§ **Document**:
****

Diversity isn’t enough. This is a lesson I have learned time and again. Educational institutions and systems, the University of Maryland, Baltimore County included, can recite statistics showing that racial minorities are present at their institutions and even succeeding, but that does not mean that there still aren’t racial issues happening. We still need to educate people and question the quality of the educational experiences of those racial minorities.

At the high school I attended, more than 50 percent of the student population is Black. The school is located in Montgomery County, which is often noted for its racial diversity despite the de facto segregation that exists there. 

I was surprised when I started learning about the achievement gap that was evident in many other Montgomery County schools, with some students of color feeling isolated because few others in their honors or advanced placement courses looked like them. I was always among other Black people, no matter how advanced the course.

But the omnipresence of Black students wasn’t enough to combat ignorance. It wasn’t enough to prevent White students at my school from putting a belt around the neck of a Black student, calling him “boy” and posting the video to Snapchat, labeling him a “cotton-picking” n-word.

It was all just meant to be a joke, of course. That the students involved in the video saw nothing wrong with it is a testament to the fact that simply putting people next to racial minorities in a class isn’t enough. Schools are places of learning, and yet, such profound ignorance flourished, revealing a failure of our education system. 

Now, I’m not sure if any amount of class time instruction would have prevented the students involved in that video from doing what they did, but they certainly didn’t seem to understand the gravity of their actions, nor the history behind the kind of imagery they shared online. 

They had, like all students in Montgomery County at that time, an opportunity to learn, in the form of a single-semester African American history elective. 

When I took that course, my teacher did his best to cover a time period from before the colonization of African countries that began in the late nineteenth century to the present, and did very well considering the Herculean nature of the task. But as is often the case with such courses, it was Black students who filled the seats.

****

§ **Instruction 1**:
In the bounding box listing, retype everything from the line containing "Object class for this HIT: seagull" down to the end of the listing.
The essay and the bounding box listing have nothing to do with each other.

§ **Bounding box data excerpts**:
****

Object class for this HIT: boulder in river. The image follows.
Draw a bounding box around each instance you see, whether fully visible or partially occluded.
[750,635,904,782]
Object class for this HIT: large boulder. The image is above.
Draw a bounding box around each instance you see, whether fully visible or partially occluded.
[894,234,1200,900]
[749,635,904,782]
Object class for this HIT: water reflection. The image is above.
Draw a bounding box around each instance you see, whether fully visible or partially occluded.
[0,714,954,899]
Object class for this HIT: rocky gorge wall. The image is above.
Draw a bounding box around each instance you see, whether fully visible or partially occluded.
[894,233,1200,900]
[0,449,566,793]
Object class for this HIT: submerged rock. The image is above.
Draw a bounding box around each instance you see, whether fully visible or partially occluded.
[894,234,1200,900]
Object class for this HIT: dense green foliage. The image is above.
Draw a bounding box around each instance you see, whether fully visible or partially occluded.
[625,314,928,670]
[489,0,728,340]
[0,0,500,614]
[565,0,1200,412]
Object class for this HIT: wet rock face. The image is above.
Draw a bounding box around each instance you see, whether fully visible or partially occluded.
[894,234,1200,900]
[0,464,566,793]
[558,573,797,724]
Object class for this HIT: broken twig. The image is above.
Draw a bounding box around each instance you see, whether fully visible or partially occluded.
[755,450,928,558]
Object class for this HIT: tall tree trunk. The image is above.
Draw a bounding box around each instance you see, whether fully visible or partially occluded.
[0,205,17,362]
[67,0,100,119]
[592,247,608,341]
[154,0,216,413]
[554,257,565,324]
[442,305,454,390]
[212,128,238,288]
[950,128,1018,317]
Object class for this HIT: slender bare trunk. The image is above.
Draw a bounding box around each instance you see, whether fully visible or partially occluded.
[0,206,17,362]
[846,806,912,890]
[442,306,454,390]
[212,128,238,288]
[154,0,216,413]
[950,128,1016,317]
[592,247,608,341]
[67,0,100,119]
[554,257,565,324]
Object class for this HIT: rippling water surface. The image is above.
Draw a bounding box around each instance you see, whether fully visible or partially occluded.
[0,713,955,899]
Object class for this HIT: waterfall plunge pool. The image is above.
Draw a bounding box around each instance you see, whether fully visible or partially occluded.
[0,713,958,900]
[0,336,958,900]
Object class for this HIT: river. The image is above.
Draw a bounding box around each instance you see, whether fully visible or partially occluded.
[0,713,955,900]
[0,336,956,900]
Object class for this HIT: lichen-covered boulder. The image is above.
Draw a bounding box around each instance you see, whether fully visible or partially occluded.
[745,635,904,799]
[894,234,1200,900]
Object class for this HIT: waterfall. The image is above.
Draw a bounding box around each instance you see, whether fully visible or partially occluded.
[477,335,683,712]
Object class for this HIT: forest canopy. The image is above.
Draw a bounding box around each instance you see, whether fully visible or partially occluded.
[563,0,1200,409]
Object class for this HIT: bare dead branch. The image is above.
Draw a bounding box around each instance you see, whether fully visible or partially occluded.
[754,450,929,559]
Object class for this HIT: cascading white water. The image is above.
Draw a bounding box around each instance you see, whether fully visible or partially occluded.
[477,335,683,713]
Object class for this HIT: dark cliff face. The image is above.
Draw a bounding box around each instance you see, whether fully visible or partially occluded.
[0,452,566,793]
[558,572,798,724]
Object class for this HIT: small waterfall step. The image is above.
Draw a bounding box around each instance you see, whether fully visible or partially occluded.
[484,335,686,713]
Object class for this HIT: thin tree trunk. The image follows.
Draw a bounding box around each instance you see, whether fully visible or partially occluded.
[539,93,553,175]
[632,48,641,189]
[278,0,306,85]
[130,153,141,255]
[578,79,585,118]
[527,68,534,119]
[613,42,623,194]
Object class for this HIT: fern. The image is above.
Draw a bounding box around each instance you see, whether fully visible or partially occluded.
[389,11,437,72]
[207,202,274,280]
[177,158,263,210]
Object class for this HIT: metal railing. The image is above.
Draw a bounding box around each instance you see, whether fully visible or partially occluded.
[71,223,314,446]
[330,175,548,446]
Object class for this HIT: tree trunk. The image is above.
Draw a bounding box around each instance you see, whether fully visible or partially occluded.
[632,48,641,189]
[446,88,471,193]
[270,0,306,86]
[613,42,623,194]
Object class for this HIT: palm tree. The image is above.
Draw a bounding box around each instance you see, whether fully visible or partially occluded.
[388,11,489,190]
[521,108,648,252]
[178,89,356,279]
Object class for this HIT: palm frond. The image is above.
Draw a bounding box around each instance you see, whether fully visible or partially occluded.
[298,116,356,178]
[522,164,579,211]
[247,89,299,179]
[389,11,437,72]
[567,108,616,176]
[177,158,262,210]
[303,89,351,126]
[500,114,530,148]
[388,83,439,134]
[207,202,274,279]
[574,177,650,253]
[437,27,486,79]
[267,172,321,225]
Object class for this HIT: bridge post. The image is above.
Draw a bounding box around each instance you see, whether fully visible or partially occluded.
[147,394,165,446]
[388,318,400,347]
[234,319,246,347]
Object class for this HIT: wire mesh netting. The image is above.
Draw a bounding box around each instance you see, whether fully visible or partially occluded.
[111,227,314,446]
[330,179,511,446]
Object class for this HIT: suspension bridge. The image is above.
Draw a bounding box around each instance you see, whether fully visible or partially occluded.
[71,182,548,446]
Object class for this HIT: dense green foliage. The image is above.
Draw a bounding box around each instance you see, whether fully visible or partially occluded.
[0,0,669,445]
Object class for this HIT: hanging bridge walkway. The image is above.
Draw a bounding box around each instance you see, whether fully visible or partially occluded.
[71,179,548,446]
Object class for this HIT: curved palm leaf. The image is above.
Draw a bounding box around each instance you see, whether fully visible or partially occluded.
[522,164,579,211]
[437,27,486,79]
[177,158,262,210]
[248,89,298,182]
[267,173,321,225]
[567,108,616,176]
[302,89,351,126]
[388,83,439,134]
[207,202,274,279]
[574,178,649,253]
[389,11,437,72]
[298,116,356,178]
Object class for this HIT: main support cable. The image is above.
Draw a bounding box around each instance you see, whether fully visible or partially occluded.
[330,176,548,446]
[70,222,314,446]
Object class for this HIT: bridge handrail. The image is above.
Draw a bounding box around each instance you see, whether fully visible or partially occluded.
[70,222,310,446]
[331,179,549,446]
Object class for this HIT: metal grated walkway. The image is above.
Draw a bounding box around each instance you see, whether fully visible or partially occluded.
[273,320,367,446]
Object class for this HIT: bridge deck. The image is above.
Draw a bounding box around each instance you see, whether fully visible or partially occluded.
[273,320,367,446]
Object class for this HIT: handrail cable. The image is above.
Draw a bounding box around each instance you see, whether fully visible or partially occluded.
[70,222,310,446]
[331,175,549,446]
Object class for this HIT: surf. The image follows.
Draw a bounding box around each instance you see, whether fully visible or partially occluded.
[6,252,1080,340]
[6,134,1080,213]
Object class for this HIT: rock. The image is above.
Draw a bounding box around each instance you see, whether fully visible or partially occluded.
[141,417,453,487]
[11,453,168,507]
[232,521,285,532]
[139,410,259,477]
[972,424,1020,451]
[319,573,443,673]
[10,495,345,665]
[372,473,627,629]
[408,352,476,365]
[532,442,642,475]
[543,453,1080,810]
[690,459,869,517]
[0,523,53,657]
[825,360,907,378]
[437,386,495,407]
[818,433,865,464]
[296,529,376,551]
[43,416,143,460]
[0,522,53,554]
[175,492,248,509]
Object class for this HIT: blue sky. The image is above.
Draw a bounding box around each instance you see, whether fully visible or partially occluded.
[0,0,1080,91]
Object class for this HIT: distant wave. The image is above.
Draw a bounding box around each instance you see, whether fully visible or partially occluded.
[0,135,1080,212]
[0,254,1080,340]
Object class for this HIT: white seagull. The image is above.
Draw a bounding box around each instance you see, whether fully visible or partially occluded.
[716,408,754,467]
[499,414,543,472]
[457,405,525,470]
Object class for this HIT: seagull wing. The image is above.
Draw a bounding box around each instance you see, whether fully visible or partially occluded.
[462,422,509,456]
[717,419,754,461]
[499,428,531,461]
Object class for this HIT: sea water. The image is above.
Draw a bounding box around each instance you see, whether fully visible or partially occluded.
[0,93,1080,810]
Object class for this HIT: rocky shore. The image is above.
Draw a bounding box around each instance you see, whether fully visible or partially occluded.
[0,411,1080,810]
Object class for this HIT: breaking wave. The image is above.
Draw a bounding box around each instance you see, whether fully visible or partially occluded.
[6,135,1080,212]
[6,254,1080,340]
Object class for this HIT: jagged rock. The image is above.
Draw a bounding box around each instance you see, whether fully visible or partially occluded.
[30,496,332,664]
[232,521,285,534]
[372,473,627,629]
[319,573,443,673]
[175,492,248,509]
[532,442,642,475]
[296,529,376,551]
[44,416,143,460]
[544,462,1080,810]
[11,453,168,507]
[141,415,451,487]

****

§ **Instruction 2**:
Extend the essay on race and diversity in education, picking up after its final sentence.

§ **Reply 1**:
Object class for this HIT: seagull wing. The image is above.
Draw a bounding box around each instance you see, whether fully visible or partially occluded.
[462,422,509,456]
[717,419,754,461]
[499,428,531,461]
Object class for this HIT: sea water. The image is above.
Draw a bounding box around each instance you see, whether fully visible or partially occluded.
[0,93,1080,810]
Object class for this HIT: rocky shore. The image is above.
Draw a bounding box around each instance you see, whether fully visible or partially occluded.
[0,411,1080,810]
Object class for this HIT: breaking wave. The image is above.
Draw a bounding box around each instance you see, whether fully visible or partially occluded.
[6,135,1080,212]
[6,254,1080,340]
Object class for this HIT: jagged rock. The image is above.
Draw a bounding box around each instance you see, whether fully visible or partially occluded.
[30,496,332,664]
[232,521,285,534]
[372,473,627,629]
[319,573,443,673]
[175,492,248,509]
[532,442,642,475]
[296,529,376,551]
[44,416,143,460]
[544,462,1080,810]
[11,453,168,507]
[141,415,451,487]

§ **Reply 2**:
It was there that I learned of Malcolm X as a leader in his own right and not as some hyper radical foil to Martin Luther King Jr. It was there that I first remember discussing the rich variety of African countries, and their history before the aforementioned European colonization.

But some students never get the benefit of that. They don’t take the designated courses to learn about Black history. So they continue on and bring that ignorance with them to college.

It leads them to do things like call someone colored, something I witnessed happen to a junior when I was a freshman at UMBC. Then I heard about it happening to a freshman student when I was a junior. Four years separating those two young women, and who knows how many other differences, but they both faced the same example of ignorance at the same institution from two different people. 

In combating such ignorance, there are a few things that should happen going forward. Each of Maryland’s counties needs to re-evaluate all of their curricula because I can easily see how race fits into discussions about the major subjects of science, history and English. I’m not exactly sure about math, but I wouldn’t be surprised.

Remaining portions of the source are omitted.